§ AIM OF THE TASK:
Return every one of the entries below word for word, without changing a single line.
-- Start INPUT FOR THIS TASK --
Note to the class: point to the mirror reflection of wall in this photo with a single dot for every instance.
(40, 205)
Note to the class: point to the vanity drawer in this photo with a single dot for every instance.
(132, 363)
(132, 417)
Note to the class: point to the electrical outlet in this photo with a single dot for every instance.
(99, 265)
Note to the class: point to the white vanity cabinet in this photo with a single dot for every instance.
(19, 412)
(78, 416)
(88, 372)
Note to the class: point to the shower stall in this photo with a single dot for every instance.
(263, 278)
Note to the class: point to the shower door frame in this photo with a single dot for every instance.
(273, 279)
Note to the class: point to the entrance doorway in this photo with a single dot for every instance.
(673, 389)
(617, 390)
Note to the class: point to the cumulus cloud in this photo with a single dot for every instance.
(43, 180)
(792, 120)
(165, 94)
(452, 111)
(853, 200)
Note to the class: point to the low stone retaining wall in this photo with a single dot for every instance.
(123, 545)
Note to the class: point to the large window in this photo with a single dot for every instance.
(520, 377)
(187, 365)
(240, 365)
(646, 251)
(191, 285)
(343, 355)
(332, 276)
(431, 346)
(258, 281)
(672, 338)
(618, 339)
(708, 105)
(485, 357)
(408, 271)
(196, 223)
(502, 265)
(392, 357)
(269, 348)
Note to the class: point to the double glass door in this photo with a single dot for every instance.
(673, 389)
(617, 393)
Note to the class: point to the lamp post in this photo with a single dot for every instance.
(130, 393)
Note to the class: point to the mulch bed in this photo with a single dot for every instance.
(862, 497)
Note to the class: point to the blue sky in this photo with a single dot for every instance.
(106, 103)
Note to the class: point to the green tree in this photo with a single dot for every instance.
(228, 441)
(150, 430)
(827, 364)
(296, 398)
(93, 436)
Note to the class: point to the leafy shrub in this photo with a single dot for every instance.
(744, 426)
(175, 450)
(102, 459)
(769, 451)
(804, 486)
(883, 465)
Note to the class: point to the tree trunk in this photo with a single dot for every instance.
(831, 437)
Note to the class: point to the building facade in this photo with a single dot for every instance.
-- End INPUT FOR THIS TASK --
§ ANSWER FOR THE TASK:
Note to the class: point to the mirror reflection of wall in this photo with a single dot for every instance.
(40, 205)
Note to the class: point to the vanity drawer in this photo with a single dot for every instance.
(132, 363)
(132, 417)
Note to the class: point to the electrical outlet in this photo with a single dot for every instance.
(99, 265)
Note to the class: point to the white vanity cabinet in this photo with a single dot for every instance.
(19, 412)
(78, 416)
(88, 372)
Note to the class: point to the shower stall in this photo with a single dot for every instance.
(263, 278)
Note to the class: point to the shower door frame in this photo with a single dot for every instance.
(273, 279)
Note to the class: point to the entrance doorway in this photo with a single dot for every instance.
(673, 389)
(617, 390)
Note to the class: point to the cumulus cloud in this photo with a single dot for every instance.
(43, 180)
(792, 120)
(165, 94)
(452, 111)
(853, 200)
Note to the class: point to the low stone retaining wall in this photo with a single dot for every instance.
(123, 545)
Note to the class: point to the large window in this photo with a single dot for every instance.
(520, 377)
(187, 365)
(240, 365)
(646, 251)
(191, 285)
(343, 355)
(332, 276)
(431, 346)
(258, 281)
(672, 338)
(618, 339)
(708, 105)
(485, 357)
(408, 271)
(196, 223)
(502, 265)
(392, 357)
(269, 348)
Note to the class: point to the double glass door in this photo with a single dot for every instance.
(673, 389)
(617, 393)
Note to the class: point to the lamp post in this photo with a single dot for every instance.
(130, 393)
Note to the class: point to the mulch bed in this photo with a single dot for every instance.
(862, 497)
Note to the class: point to the blue sky in this photo with a single dot for every instance.
(106, 103)
Note to the class: point to the green tree in this photo with a single dot for every instance.
(228, 441)
(150, 430)
(827, 364)
(296, 398)
(93, 436)
Note to the class: point to the leafy shrub in this photo with a single dot for every instance.
(744, 426)
(175, 450)
(102, 459)
(769, 451)
(804, 486)
(883, 465)
Note to the class: point to the tree trunk in this photo with a single dot for every instance.
(831, 437)
Note to the class: point to the building facade in this photo with a single dot for every instance.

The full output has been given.